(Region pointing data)

<<<<

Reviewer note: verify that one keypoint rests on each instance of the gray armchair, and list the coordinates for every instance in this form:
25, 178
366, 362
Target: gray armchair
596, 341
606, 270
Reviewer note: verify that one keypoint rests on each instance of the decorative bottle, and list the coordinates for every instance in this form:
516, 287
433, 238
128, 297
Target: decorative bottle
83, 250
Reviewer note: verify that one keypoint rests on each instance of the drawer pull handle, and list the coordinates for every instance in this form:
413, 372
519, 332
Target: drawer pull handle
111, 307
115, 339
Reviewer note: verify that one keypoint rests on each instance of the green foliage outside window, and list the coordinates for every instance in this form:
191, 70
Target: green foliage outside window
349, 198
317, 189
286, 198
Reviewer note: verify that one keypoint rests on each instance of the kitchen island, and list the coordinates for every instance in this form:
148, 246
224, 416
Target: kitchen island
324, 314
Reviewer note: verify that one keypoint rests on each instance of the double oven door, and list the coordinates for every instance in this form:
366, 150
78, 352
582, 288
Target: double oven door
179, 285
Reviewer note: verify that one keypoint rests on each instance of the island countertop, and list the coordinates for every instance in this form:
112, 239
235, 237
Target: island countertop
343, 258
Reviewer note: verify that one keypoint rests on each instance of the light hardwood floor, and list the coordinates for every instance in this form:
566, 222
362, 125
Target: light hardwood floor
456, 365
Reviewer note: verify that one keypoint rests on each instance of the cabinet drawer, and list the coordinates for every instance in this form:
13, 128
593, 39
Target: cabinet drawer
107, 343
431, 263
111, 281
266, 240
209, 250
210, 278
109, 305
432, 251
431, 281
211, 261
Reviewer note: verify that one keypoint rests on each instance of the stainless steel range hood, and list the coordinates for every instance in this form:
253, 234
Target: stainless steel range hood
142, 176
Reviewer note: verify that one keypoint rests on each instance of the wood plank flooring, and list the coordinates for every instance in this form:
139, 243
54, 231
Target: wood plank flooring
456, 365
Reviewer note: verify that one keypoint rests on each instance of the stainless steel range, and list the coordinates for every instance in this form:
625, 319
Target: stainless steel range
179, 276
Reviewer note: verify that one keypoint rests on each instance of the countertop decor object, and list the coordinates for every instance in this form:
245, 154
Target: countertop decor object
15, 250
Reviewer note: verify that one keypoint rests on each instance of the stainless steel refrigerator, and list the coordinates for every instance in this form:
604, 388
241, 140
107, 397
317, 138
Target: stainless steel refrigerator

>>>>

◆ WORK REQUIRED
Write out every record again, exactly as it was written.

◆ RESPONSE TO THE EXERCISE
Reviewer note: verify that one keypoint rests on each instance of the gray armchair, and list the coordinates for every instance in this form:
25, 178
366, 362
Target: gray armchair
596, 341
606, 270
Reviewer note: verify that one keypoint rests on each instance of the decorative bottle, and list the coordinates for every instance in this form:
516, 287
433, 238
128, 297
Target: decorative bottle
83, 250
Reviewer note: verify that one keypoint rests on each instance of the drawer pull handle, and list the coordinates for every instance in this form:
413, 372
519, 332
Target: drawer pull handle
111, 307
115, 339
Reviewer note: verify that one keypoint rests on each instance of the green foliage outside window, and list the coordinates for every instance in this form:
191, 70
Target: green foliage outside window
349, 198
317, 189
286, 198
Reviewer note: verify that one keypoint rests on each instance of the kitchen island, and list the coordinates for every instance in this form:
148, 246
224, 416
Target: kitchen island
324, 314
Reviewer note: verify that one keypoint rests on each instance of the double oven door, and list the coordinates for every instance in this form:
366, 150
78, 352
582, 288
Target: double oven door
179, 285
Reviewer note: verify that one keypoint rests on each instance of the island countertop, and list the coordinates for every instance in this form:
112, 239
235, 237
Target: island countertop
343, 258
Reviewer note: verify that one keypoint rests on each instance of the light hardwood floor, and list the coordinates for every instance in this form:
566, 222
362, 125
Target: light hardwood floor
456, 365
Reviewer note: verify that one keypoint rests on each instance of the cabinet drawer, and list the coordinates for every instance in this form:
13, 128
593, 39
Target: cabinet drawer
107, 343
431, 263
111, 281
266, 240
209, 250
210, 278
109, 305
432, 251
431, 281
211, 261
Reviewer note: verify that one keypoint rests on each instance of the stainless steel range hood, and list the coordinates for every instance in this form:
253, 234
Target: stainless steel range hood
142, 176
Reviewer note: verify that one keypoint rests on each instance of the wood plank flooring, and list the coordinates for every instance in this form:
139, 243
54, 231
Target: wood plank flooring
456, 365
Reviewer note: verify that one keypoint rests on each instance of the stainless steel range, and list the coordinates for every instance in this form:
625, 319
Target: stainless steel range
179, 276
Reviewer note: verify that one keypoint rests on each instance of the countertop decor object, and list the coordinates for every instance in this form:
245, 154
Target: countertop decor object
15, 250
Reviewer note: verify that one keypoint rests on each instance of the stainless steel refrigerator, and list the coordinates for every instance in this form:
604, 388
241, 140
107, 397
317, 138
Target: stainless steel refrigerator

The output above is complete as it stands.